▶ _What to produce_: In the listing below, count each line that contains "siding". The reply is that count and nothing else.

# # # # # # #

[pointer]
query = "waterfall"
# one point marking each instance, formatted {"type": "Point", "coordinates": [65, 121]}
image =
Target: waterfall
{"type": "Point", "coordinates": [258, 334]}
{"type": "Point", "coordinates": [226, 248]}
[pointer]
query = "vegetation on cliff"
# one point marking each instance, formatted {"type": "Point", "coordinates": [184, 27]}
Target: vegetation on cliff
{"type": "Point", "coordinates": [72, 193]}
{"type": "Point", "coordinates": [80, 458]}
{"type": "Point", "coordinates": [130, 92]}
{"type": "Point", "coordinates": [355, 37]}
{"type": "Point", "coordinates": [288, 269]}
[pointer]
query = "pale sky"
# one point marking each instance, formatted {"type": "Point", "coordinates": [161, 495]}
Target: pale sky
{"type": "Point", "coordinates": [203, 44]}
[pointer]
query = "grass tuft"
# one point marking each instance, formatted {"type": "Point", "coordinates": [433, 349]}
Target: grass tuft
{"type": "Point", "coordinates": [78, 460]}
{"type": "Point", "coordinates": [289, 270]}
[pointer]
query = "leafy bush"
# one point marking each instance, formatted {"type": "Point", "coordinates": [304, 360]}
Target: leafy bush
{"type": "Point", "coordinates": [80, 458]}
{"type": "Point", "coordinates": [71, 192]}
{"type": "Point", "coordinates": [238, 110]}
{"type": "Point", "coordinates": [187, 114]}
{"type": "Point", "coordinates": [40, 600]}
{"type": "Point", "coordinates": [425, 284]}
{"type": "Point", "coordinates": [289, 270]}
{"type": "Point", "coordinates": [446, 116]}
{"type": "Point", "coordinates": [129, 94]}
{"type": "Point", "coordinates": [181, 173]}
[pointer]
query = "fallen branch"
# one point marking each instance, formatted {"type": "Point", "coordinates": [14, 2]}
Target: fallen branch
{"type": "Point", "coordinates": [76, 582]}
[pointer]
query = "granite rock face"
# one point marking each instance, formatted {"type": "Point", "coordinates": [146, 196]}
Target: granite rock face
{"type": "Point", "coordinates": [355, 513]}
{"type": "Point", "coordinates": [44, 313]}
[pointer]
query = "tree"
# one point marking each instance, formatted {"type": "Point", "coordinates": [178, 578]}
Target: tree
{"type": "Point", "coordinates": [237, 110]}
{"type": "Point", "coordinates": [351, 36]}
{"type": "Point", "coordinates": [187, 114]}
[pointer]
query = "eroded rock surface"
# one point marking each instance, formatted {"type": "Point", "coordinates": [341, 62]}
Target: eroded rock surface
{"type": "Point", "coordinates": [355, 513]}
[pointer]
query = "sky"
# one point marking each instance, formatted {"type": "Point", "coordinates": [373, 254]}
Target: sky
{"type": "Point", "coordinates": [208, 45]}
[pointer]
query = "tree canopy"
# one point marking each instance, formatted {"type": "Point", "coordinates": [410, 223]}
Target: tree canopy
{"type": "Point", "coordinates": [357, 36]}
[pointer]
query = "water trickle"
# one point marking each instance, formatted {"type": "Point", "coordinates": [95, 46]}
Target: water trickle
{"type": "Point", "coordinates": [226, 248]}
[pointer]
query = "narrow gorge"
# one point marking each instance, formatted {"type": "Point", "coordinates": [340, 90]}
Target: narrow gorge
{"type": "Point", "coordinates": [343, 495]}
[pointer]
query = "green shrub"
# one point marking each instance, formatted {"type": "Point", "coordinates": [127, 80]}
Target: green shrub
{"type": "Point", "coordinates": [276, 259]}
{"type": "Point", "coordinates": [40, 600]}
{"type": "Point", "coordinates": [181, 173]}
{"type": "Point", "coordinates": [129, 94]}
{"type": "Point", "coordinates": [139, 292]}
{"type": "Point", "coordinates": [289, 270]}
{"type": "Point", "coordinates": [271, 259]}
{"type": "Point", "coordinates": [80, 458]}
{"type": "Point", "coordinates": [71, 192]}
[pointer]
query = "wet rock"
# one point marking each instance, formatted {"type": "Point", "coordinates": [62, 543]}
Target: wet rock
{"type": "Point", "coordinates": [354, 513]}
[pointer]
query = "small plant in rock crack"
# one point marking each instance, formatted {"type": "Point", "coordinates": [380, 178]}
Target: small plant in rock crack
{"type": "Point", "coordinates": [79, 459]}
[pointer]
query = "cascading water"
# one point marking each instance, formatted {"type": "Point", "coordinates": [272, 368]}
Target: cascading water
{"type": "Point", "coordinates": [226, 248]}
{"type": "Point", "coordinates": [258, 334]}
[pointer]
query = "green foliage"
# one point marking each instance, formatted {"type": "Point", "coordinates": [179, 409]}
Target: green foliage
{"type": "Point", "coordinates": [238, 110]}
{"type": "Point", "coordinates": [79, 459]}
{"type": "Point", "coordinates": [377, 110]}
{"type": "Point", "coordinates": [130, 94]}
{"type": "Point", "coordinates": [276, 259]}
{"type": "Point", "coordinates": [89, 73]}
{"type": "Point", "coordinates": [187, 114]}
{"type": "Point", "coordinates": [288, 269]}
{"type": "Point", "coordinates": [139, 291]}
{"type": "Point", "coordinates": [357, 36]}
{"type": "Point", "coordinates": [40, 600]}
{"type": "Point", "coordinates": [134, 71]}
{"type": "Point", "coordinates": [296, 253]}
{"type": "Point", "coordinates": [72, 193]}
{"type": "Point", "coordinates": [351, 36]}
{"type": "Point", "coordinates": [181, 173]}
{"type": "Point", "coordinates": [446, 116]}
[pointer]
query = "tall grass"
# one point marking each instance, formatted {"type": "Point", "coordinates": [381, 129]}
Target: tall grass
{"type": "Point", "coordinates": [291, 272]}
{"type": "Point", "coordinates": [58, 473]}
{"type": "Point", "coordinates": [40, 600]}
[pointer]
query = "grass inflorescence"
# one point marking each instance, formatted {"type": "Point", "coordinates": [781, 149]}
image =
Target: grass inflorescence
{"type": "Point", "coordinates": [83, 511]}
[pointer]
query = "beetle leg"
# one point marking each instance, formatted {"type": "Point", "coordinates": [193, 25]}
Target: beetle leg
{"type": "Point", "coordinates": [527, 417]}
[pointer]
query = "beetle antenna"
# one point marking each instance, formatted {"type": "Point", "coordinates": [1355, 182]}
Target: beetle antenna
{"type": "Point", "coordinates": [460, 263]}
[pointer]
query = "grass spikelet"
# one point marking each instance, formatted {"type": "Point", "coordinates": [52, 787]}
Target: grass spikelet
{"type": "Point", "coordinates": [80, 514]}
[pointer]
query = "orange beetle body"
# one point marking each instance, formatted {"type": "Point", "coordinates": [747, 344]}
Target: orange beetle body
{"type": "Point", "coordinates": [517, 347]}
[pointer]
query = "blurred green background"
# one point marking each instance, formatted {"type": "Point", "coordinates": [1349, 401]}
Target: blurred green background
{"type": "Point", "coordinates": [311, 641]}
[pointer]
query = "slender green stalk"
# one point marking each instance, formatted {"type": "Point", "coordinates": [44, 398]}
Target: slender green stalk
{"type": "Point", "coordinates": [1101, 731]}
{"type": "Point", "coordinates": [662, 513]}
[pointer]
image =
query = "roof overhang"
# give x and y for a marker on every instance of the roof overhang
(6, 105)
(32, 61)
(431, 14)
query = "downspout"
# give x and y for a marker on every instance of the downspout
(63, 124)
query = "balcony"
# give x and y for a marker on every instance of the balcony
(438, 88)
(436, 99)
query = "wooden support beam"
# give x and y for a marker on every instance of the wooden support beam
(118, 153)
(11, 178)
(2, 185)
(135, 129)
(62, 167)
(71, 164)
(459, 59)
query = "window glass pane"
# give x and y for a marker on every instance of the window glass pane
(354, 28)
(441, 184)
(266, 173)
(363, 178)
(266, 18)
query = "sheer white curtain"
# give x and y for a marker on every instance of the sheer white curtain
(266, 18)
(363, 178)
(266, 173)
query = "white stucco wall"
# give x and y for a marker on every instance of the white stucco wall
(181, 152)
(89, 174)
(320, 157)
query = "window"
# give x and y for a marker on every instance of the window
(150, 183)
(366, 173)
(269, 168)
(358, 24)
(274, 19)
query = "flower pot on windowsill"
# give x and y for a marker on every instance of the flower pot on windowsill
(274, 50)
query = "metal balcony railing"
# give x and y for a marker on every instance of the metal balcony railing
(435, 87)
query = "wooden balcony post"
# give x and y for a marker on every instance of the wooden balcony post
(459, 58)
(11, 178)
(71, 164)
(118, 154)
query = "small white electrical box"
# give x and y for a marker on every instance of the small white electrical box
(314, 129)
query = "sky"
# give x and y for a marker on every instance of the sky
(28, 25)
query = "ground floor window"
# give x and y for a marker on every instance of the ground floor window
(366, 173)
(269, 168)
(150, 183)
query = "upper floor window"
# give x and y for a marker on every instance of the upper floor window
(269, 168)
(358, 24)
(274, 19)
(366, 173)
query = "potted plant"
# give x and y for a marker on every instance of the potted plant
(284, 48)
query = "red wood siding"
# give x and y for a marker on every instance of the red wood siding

# # # # # # #

▶ _Reply_: 2